Match on the string "facade" in the entries below and return every matching line.
##########
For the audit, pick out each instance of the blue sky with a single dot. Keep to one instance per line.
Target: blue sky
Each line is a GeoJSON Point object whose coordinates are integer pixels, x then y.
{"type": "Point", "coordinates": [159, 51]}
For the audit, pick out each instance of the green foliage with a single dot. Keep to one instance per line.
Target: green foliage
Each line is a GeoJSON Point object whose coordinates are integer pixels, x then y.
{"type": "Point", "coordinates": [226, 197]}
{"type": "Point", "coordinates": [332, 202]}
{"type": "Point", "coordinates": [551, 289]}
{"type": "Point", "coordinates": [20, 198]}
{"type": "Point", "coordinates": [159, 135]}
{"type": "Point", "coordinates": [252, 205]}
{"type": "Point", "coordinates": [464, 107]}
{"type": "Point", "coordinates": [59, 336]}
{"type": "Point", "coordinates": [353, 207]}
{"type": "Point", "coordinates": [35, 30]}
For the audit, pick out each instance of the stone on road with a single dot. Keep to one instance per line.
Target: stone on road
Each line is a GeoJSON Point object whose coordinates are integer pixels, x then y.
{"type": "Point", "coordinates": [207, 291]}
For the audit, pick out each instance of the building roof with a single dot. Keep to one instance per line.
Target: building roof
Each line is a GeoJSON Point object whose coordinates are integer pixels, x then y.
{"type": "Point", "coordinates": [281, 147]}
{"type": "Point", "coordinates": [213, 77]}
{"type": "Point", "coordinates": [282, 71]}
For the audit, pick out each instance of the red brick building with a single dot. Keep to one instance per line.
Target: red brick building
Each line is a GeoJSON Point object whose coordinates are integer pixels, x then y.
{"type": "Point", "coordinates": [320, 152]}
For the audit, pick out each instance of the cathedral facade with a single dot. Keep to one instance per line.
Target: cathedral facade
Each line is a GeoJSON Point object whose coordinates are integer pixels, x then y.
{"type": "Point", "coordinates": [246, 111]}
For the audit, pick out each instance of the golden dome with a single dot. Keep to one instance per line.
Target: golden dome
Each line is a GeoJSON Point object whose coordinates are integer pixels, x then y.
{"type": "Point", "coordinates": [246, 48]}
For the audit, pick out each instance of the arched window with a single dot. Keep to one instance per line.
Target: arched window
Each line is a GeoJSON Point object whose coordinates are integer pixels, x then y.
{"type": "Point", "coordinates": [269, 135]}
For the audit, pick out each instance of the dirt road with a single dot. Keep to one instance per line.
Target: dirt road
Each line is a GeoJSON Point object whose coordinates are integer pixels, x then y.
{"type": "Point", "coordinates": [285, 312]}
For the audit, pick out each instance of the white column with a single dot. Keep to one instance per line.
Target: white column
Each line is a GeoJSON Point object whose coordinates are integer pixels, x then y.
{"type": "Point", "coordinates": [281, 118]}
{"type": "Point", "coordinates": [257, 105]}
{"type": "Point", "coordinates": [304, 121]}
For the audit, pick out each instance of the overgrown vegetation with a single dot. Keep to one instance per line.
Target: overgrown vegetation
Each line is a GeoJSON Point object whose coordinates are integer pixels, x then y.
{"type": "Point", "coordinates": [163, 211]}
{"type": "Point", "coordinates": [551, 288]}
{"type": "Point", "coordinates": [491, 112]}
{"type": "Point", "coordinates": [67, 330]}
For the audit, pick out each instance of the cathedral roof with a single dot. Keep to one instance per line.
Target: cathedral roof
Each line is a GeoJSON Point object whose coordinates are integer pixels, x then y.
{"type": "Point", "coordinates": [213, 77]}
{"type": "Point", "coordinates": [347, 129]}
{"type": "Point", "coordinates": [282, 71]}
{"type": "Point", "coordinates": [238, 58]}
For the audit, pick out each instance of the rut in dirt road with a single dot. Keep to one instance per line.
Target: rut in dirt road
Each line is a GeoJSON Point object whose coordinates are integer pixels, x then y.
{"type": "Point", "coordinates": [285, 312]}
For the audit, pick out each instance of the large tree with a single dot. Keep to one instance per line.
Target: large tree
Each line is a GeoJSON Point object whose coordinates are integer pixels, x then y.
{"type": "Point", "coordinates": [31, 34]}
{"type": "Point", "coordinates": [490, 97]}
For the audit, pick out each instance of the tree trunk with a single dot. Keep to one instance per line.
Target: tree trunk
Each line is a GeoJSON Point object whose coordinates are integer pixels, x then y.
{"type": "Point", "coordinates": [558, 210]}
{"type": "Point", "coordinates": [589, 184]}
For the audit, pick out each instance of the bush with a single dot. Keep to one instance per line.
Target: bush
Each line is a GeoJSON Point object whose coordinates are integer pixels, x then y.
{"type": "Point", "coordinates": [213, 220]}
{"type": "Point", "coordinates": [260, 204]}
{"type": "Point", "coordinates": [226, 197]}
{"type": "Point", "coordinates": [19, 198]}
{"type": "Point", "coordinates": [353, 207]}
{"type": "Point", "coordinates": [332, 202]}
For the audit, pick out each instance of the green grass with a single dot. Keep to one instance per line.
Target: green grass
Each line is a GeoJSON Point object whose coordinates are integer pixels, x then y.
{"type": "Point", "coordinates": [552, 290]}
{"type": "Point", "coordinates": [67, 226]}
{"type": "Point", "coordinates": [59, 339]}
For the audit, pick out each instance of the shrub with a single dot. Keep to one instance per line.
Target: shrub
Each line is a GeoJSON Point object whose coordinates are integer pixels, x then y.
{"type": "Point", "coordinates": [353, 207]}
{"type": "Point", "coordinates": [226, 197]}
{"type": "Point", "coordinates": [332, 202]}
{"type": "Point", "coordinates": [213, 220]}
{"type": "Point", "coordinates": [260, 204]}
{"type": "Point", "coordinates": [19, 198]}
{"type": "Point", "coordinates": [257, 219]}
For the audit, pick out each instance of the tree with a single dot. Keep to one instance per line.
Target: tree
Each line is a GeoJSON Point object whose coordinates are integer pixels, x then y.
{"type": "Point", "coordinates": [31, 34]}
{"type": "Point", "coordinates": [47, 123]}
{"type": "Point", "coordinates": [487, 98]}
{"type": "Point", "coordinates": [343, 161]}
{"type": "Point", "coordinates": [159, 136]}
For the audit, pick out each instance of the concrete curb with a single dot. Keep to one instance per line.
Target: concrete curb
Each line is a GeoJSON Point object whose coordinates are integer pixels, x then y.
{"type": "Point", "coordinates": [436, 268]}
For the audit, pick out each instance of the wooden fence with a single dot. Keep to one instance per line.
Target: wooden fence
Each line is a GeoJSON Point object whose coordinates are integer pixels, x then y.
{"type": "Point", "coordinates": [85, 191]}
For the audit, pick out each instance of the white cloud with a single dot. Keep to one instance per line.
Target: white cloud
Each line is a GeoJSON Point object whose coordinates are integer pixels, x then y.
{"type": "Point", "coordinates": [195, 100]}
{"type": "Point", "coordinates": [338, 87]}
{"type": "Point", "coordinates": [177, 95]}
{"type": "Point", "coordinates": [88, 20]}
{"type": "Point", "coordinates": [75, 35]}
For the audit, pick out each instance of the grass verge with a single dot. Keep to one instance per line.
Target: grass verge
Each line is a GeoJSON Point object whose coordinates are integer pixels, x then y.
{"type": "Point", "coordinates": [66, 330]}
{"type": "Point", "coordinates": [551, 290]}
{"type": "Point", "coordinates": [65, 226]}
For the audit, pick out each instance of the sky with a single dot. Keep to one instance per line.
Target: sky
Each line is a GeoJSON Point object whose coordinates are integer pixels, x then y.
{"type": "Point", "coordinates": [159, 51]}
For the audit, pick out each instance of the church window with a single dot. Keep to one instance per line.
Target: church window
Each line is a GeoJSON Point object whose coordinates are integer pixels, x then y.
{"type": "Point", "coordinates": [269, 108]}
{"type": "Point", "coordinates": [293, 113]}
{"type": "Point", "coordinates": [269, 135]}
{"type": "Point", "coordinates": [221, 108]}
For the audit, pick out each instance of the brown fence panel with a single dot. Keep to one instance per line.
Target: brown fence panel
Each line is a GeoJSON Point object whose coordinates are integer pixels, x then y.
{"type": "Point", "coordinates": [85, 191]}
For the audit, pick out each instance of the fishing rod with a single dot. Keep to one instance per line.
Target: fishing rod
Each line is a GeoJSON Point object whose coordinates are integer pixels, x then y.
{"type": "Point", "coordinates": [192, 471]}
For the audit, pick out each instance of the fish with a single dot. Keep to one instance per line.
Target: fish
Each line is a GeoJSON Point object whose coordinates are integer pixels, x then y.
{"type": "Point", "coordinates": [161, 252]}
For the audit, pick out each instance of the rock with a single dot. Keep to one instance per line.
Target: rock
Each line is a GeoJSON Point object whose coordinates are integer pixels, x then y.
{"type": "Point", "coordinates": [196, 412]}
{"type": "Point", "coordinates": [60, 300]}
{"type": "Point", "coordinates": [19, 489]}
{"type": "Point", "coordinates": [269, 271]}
##########
▸ Reply to the task:
For the audit, pick out each instance of the cathedral facade with a single dot. Keep to one instance per line.
Target: cathedral facade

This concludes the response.